§ GIVEN REQUEST
Rewrite the lines from the start through the line containing "[143,80,482,370]", inclusive, as a numbered list, skipping blank lines and leaving out the picture.

***** MATERIAL SHOWN

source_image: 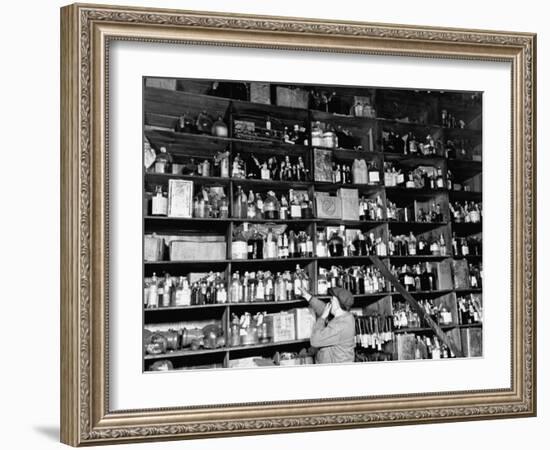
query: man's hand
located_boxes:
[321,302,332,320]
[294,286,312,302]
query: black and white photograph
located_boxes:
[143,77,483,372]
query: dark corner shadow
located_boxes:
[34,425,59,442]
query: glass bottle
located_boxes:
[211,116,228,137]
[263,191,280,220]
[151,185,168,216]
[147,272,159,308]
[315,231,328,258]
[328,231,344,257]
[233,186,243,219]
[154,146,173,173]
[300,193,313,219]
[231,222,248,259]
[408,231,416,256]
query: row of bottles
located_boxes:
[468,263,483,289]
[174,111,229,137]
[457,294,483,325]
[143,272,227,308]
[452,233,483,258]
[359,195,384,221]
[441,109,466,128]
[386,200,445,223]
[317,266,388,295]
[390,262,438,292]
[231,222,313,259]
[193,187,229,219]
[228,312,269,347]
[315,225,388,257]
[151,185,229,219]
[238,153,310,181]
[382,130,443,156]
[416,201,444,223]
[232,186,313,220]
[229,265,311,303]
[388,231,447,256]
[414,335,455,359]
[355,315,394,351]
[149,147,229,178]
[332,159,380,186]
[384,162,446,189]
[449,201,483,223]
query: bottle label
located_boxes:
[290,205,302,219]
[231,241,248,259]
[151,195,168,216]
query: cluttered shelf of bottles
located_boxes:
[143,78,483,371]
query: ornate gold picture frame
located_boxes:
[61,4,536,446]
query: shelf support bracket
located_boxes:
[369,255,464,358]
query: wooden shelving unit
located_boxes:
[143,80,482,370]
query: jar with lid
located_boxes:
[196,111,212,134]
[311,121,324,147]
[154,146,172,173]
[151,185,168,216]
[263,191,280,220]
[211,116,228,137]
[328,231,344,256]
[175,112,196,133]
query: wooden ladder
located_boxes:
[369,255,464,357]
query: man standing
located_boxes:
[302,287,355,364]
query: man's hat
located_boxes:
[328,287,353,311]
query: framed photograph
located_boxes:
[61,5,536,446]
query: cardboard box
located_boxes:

**********

§ WORKED ANSWER
1. source_image: 
2. query: man's hand
3. located_boxes:
4. [321,302,332,320]
5. [294,286,312,302]
6. query: black and white photograph
7. located_boxes:
8. [143,77,483,372]
9. query: dark corner shadow
10. located_boxes:
11. [34,425,59,442]
12. query: glass bottle
13. located_boxes:
14. [211,116,228,137]
15. [263,191,280,220]
16. [151,185,168,216]
17. [147,272,159,308]
18. [315,231,328,258]
19. [328,231,344,257]
20. [233,186,243,219]
21. [154,146,173,173]
22. [300,193,313,219]
23. [231,222,248,259]
24. [408,231,416,256]
25. query: row of bottles
26. located_boxes:
27. [468,263,483,289]
28. [174,111,229,137]
29. [457,294,483,325]
30. [143,272,227,308]
31. [452,233,483,258]
32. [359,195,384,221]
33. [441,109,466,128]
34. [386,200,445,223]
35. [317,266,388,295]
36. [390,262,438,292]
37. [231,222,313,259]
38. [193,187,229,219]
39. [228,312,269,347]
40. [315,225,388,257]
41. [151,185,229,219]
42. [238,153,310,181]
43. [382,130,443,156]
44. [416,201,444,223]
45. [232,186,313,220]
46. [229,265,311,303]
47. [388,231,447,256]
48. [414,335,455,359]
49. [355,315,394,351]
50. [149,147,229,178]
51. [332,159,380,186]
52. [384,162,446,189]
53. [449,201,483,223]
54. query: bottle label
55. located_boxes:
56. [290,205,302,219]
57. [231,241,248,259]
58. [151,195,168,216]
59. query: cluttered shelf of bottles
60. located_boxes:
61. [143,78,483,371]
62. query: ornate gold picture frame
63. located_boxes:
64. [61,4,536,446]
65. query: shelf support bracket
66. located_boxes:
67. [369,255,464,358]
68. query: wooden shelving unit
69. located_boxes:
70. [143,80,482,370]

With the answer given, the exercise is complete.